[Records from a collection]
**********

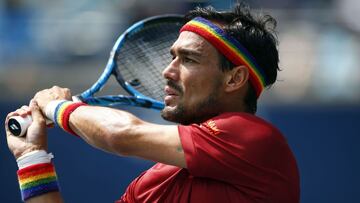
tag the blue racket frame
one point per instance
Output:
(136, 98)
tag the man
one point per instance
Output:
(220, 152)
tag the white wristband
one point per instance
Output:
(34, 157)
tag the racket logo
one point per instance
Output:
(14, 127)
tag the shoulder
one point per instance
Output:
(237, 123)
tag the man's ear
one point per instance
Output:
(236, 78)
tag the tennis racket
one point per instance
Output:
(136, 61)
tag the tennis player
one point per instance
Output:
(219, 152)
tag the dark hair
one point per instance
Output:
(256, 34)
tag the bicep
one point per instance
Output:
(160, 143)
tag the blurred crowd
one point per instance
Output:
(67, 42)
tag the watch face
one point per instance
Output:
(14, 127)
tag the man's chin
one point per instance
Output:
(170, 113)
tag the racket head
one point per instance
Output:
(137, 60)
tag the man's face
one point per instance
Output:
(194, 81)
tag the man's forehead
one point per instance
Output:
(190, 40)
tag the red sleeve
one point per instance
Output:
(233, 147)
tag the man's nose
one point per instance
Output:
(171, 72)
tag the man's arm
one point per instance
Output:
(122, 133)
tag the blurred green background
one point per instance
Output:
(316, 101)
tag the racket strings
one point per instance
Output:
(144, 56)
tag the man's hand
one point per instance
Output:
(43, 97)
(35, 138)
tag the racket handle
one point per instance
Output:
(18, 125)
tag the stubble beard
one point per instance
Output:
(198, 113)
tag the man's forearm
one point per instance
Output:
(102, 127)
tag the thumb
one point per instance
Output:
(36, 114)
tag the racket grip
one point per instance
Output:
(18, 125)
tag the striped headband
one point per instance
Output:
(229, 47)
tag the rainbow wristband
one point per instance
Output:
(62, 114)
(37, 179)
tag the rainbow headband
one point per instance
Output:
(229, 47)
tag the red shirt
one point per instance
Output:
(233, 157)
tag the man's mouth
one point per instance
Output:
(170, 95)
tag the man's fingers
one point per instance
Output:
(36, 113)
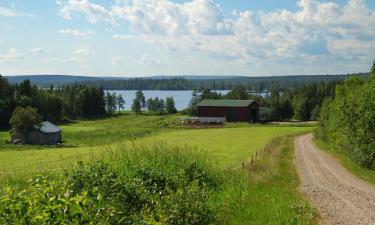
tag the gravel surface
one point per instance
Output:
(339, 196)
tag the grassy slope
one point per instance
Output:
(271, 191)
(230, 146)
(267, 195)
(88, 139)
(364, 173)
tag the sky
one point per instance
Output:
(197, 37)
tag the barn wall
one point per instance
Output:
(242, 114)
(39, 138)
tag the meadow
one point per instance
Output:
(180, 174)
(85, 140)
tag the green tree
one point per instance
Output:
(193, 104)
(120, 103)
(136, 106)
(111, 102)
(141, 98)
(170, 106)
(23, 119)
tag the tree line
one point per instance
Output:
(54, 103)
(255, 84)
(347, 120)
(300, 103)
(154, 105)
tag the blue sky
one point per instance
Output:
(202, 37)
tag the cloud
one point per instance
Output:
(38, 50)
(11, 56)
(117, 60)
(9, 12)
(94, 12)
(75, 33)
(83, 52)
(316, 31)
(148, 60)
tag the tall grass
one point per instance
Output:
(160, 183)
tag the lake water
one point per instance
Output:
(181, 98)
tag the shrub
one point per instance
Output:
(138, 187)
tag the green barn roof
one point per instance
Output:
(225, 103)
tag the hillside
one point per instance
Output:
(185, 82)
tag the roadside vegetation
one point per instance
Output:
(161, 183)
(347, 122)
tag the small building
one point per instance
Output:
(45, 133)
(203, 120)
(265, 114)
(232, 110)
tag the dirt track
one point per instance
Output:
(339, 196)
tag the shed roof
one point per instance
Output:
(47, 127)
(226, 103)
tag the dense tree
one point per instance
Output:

**********

- [TASK DIRECTIONS]: In the copy, omit the pictures and reproduce every entry exactly.

- [EXERCISE RESPONSE]:
tag the blue racket frame
one point per instance
Output:
(136, 98)
tag the man
one point per instance
Output:
(220, 152)
tag the white wristband
one point per instance
Output:
(34, 157)
tag the racket logo
one point per instance
Output:
(14, 127)
tag the shoulder
one point per instance
Output:
(237, 123)
tag the man's ear
one point per instance
Output:
(236, 78)
tag the tennis racket
one point per instance
Output:
(136, 61)
tag the tennis player
one point per instance
Output:
(219, 152)
tag the dark hair
one point per instance
Output:
(256, 34)
tag the bicep
one point per instance
Output:
(160, 143)
tag the blurred crowd
one point per instance
Output:
(67, 42)
tag the watch face
one point per instance
Output:
(14, 127)
tag the man's chin
one point per instance
Output:
(170, 113)
tag the racket head
one point per instance
Output:
(137, 60)
tag the man's face
one point per instance
Output:
(194, 81)
tag the man's forehead
one point per instance
Output:
(190, 40)
tag the red sleeve
one point per instance
Output:
(233, 147)
tag the man's nose
one point per instance
Output:
(171, 72)
tag the man's arm
one point per instance
Output:
(122, 133)
tag the blurred green background
one point per instance
Output:
(316, 101)
tag the racket strings
one point per instance
Output:
(144, 56)
tag the man's hand
one point per instance
Output:
(43, 97)
(35, 138)
tag the racket handle
one point per instance
Output:
(18, 125)
tag the stubble beard
one point per instance
Output:
(198, 113)
tag the man's forearm
one point per instance
Output:
(102, 127)
tag the thumb
one point per instance
Output:
(36, 114)
tag the racket grip
one point per instance
Output:
(18, 125)
tag the striped headband
one point per instance
Output:
(229, 47)
tag the rainbow wristband
one point per instance
Output:
(62, 114)
(37, 179)
tag the rainbow headband
one point per instance
Output:
(229, 47)
tag the red shirt
one point per instance
Output:
(233, 157)
tag the man's mouth
one point per instance
Output:
(170, 95)
tag the man's fingers
one point per instance
Output:
(36, 113)
tag the gravel surface
one point per instance
Output:
(339, 196)
tag the grassy slope
one point per instance
Output:
(271, 191)
(230, 146)
(267, 195)
(88, 139)
(364, 173)
tag the sky
one point per instance
Output:
(197, 37)
tag the barn wall
one point per instance
Output:
(242, 114)
(39, 138)
tag the meadow
one point per instance
Output:
(180, 174)
(85, 140)
tag the green tree
one point per instance
Output:
(193, 104)
(120, 103)
(136, 106)
(111, 102)
(141, 98)
(170, 106)
(23, 119)
tag the tree line
one point per instance
Output:
(54, 103)
(255, 84)
(347, 120)
(300, 103)
(154, 105)
tag the blue sky
one point per instance
Output:
(202, 37)
tag the cloud
one point per instance
Output:
(38, 50)
(11, 56)
(117, 60)
(9, 12)
(94, 12)
(75, 33)
(83, 52)
(316, 31)
(148, 60)
tag the tall grass
one point per instance
Output:
(160, 183)
tag the lake water
one point per instance
Output:
(181, 98)
tag the shrub
one point per instance
Output:
(138, 187)
tag the green barn roof
one point per instance
Output:
(225, 103)
tag the hillside
one point per instance
Output:
(185, 82)
tag the roadside vegetation
one point per instance
Output:
(161, 183)
(347, 122)
tag the small building
one point per instance
Output:
(45, 133)
(203, 120)
(265, 114)
(232, 110)
tag the dirt track
one point per instance
Output:
(339, 196)
tag the shed roof
one point per instance
Output:
(47, 127)
(226, 103)
tag the dense tree
one point per instance
Output:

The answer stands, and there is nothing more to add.